■ EXERCISE REQUIREMENTS: Only the lines from the one containing "Target: pinnate compound leaf" to the end of the records should be written out, exactly and with both ends included; pictures are excluded.

■ RAW RECORDS:
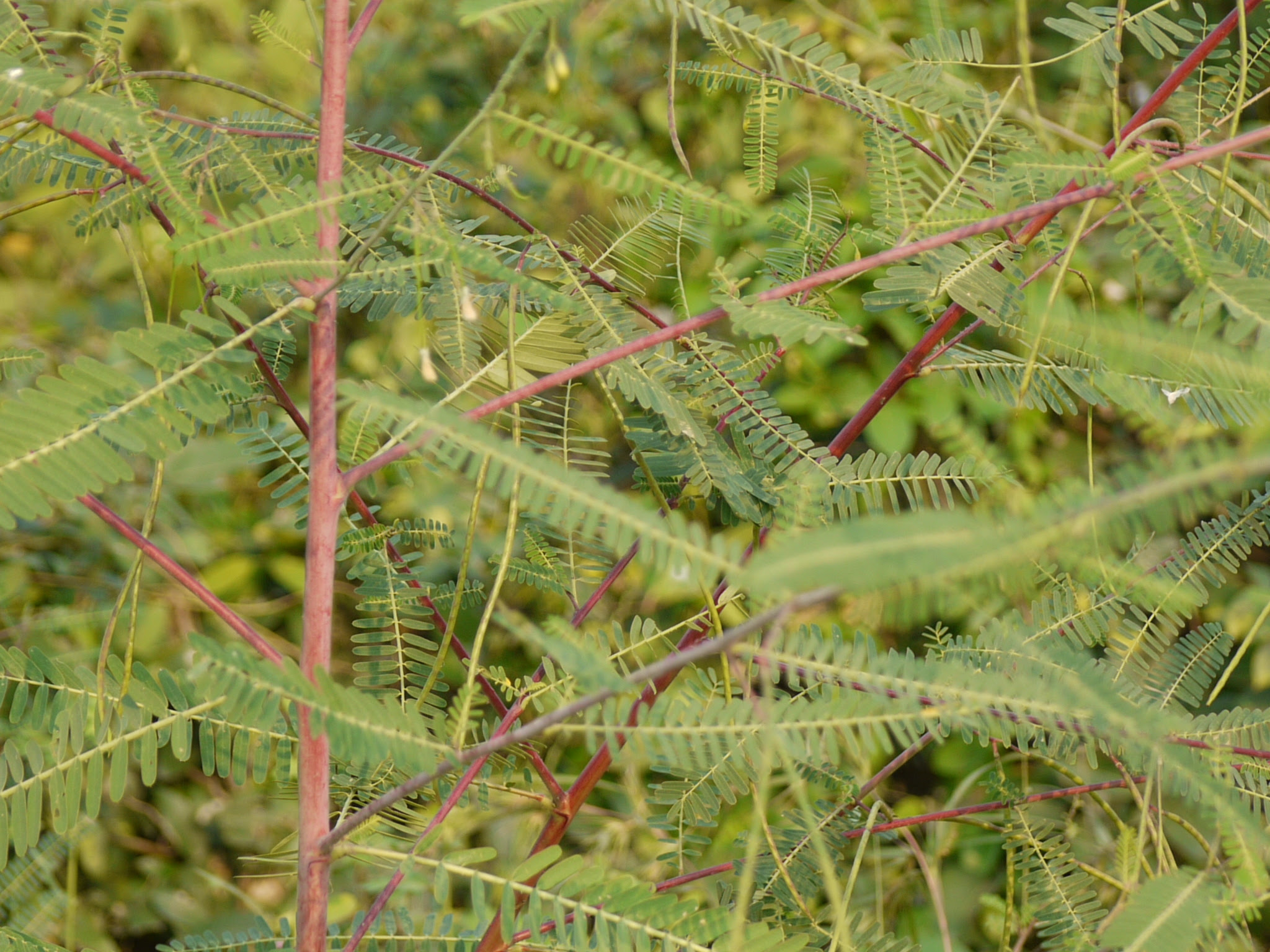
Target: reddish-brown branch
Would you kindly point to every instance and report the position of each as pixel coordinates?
(990, 808)
(911, 363)
(601, 760)
(470, 775)
(46, 118)
(327, 495)
(908, 366)
(363, 20)
(193, 586)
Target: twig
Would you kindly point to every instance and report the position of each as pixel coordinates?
(908, 366)
(193, 586)
(655, 672)
(363, 20)
(939, 815)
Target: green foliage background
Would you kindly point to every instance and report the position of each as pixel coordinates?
(183, 857)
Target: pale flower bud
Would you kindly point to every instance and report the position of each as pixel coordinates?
(426, 367)
(466, 306)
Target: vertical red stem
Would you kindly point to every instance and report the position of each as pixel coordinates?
(326, 496)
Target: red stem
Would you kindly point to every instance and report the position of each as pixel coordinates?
(910, 364)
(327, 495)
(363, 20)
(442, 813)
(988, 808)
(906, 368)
(567, 811)
(193, 586)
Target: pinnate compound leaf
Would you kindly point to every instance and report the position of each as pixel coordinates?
(1166, 914)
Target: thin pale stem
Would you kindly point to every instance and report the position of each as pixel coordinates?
(908, 366)
(658, 673)
(957, 813)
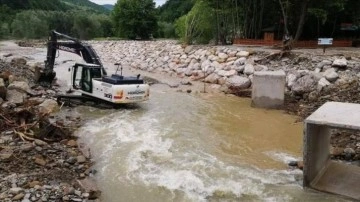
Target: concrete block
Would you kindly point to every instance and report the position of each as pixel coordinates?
(320, 172)
(268, 89)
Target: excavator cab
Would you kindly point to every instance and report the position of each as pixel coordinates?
(82, 75)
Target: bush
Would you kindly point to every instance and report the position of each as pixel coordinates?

■ WRITTEN RESPONSE:
Target: pinnate compound leaf
Would you kindly point to every instance and report the position of each as pixel coordinates?
(1166, 914)
Target: thin pale stem
Would you kindly point to every instance and report the position of each as pixel coordinates?
(908, 366)
(658, 673)
(957, 813)
Target: concrete block
Would you kindly point to every instance and report the position of each as pixel coordinates?
(320, 172)
(268, 89)
Target: excavator cab
Would you kindly point to every instance and report the position of each as pixel coordinates?
(82, 75)
Target: bush
Would you kindly point to every instance and report the position of each as pixel coordinates?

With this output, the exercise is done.